(Dataset excerpt)
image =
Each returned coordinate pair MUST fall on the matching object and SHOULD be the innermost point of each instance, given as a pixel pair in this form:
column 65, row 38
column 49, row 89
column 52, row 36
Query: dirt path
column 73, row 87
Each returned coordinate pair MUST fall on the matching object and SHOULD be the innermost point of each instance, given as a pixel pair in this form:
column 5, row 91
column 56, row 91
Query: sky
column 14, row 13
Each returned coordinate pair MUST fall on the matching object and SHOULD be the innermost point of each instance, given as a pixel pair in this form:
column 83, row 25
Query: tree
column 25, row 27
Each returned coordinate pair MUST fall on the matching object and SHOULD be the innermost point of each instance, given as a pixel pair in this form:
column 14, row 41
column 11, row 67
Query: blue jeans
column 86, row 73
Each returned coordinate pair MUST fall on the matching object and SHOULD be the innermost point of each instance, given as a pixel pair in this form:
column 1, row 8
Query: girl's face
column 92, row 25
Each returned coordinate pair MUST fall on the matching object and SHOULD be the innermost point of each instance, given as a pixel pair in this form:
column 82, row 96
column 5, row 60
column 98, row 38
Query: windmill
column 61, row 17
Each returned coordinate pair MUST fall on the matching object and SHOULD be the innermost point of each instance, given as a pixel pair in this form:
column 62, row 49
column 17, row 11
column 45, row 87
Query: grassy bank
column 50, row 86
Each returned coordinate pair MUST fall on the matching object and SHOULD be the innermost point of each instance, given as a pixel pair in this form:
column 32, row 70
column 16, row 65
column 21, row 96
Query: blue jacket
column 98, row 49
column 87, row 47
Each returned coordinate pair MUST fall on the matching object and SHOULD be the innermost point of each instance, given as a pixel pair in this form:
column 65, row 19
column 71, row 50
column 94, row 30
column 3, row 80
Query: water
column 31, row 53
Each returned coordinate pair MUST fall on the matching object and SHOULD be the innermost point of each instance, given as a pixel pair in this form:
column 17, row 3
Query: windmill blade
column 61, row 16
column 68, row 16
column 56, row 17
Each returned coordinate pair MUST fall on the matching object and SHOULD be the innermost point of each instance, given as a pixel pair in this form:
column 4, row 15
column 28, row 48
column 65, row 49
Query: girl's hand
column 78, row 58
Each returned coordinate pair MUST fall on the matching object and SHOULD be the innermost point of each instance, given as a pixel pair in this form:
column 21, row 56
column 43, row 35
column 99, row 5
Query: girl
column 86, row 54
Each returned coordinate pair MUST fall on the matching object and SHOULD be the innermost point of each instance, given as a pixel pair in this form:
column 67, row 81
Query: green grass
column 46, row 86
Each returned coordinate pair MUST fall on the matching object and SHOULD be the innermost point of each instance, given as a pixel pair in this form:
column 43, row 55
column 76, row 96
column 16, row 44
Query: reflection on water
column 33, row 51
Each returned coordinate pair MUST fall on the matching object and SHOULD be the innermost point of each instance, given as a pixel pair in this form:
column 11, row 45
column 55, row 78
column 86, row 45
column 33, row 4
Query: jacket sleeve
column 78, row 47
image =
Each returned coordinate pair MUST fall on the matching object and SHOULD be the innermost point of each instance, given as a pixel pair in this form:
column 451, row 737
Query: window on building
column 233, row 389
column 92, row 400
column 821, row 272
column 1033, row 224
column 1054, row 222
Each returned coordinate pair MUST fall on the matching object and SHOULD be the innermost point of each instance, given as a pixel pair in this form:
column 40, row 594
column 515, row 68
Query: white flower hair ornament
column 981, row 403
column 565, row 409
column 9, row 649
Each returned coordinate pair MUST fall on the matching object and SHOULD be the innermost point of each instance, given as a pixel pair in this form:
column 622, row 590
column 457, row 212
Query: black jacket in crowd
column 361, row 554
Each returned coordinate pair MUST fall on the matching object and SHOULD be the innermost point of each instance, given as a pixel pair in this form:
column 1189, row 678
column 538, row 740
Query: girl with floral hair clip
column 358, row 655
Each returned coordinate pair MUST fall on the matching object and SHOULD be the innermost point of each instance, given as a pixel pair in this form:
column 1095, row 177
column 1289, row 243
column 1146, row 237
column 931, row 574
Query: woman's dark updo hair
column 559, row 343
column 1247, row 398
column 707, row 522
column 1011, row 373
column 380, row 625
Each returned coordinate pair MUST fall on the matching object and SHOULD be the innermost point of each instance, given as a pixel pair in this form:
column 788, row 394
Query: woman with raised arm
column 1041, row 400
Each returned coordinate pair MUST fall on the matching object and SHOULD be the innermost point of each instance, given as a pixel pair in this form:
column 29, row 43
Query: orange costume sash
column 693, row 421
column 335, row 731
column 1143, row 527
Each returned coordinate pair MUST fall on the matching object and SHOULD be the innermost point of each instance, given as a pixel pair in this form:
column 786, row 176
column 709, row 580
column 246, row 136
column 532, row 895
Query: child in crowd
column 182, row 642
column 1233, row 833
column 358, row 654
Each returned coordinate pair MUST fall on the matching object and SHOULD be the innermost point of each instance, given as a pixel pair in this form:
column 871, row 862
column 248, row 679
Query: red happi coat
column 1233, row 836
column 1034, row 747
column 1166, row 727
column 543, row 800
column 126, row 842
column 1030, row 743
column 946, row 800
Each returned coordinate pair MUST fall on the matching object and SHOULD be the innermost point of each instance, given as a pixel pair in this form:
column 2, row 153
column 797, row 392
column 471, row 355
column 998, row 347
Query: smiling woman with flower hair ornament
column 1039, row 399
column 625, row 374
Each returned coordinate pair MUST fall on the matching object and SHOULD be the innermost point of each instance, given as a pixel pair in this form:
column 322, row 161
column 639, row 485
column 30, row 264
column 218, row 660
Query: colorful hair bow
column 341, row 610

### [Given request]
Print the records word for word, from their first line through the line holding "column 31, row 53", with both ends included.

### [Output below]
image =
Each returned coordinate pair MUST fall on the matching object and SHOULD be the innermost point of each instance, given as a pixel pair in this form:
column 65, row 38
column 49, row 89
column 52, row 36
Query: dirt path
column 73, row 87
Each returned coordinate pair MUST fall on the matching object and SHOULD be the innermost point of each instance, given as a pixel pair in this form:
column 5, row 91
column 56, row 91
Query: sky
column 14, row 13
Each returned coordinate pair MUST fall on the matching object and SHOULD be the innermost point of each instance, given as a pixel pair in this form:
column 83, row 25
Query: tree
column 25, row 27
Each returned coordinate pair MUST fall on the matching object and SHOULD be the innermost point of each instance, given as a pixel pair in this form:
column 14, row 41
column 11, row 67
Query: blue jeans
column 86, row 73
Each returned coordinate pair MUST fall on the matching object and SHOULD be the innermost point of each instance, given as a pixel pair in this form:
column 1, row 8
Query: girl's face
column 92, row 25
Each returned coordinate pair MUST fall on the matching object and SHOULD be the innermost point of each instance, given as a pixel pair in this form:
column 82, row 96
column 5, row 60
column 98, row 38
Query: windmill
column 61, row 17
Each returned coordinate pair MUST fall on the matching object and SHOULD be the innermost point of each instance, given as a pixel pair in this form:
column 62, row 49
column 17, row 11
column 45, row 87
Query: grassy bank
column 50, row 86
Each returned coordinate pair MUST fall on the matching object and SHOULD be the innermost point of each instance, given as a pixel pair in this form:
column 32, row 70
column 16, row 65
column 21, row 96
Query: blue jacket
column 98, row 49
column 87, row 47
Each returned coordinate pair MUST fall on the matching object and SHOULD be the innermost point of each instance, given as a pixel pair in this form:
column 65, row 19
column 71, row 50
column 94, row 30
column 3, row 80
Query: water
column 31, row 53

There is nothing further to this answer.